**Exercise materials:**
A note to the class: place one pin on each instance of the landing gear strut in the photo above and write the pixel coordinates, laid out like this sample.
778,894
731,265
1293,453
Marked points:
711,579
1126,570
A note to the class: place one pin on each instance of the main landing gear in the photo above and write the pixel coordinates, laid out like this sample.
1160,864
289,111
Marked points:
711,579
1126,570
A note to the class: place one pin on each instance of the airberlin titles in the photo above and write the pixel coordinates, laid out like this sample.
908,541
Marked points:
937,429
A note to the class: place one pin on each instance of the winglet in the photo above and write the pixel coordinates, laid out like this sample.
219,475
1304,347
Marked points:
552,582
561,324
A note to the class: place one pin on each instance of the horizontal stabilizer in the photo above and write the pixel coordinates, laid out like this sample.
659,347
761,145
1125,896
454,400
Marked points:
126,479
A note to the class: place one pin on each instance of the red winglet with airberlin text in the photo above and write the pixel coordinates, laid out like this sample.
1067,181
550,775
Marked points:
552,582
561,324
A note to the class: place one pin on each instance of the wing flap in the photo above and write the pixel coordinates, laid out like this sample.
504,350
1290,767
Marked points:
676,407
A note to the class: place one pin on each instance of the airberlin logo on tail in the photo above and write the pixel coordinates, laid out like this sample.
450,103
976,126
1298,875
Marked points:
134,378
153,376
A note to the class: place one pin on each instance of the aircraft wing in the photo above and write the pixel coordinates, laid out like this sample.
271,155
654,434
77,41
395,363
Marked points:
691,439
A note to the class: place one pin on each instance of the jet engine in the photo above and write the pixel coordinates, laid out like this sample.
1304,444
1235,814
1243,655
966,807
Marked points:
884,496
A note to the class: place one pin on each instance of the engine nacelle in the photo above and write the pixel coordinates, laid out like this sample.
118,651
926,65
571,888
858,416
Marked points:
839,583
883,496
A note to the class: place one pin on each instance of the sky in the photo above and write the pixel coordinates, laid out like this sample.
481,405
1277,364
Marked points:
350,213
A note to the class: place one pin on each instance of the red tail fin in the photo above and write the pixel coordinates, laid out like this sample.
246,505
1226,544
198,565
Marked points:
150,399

**Aim of the task:** Scan the material above for the word "engine". Copy each line where it occurs.

**Result of this exercise:**
A note to the class: place one pin on each instance of the jet engine in the photo above and write the pixel coordinates, laid out like this sample.
A note to the class: place one pin on each instance of the engine nacelle in the photo above and write the pixel coordinates, laid out like this sample.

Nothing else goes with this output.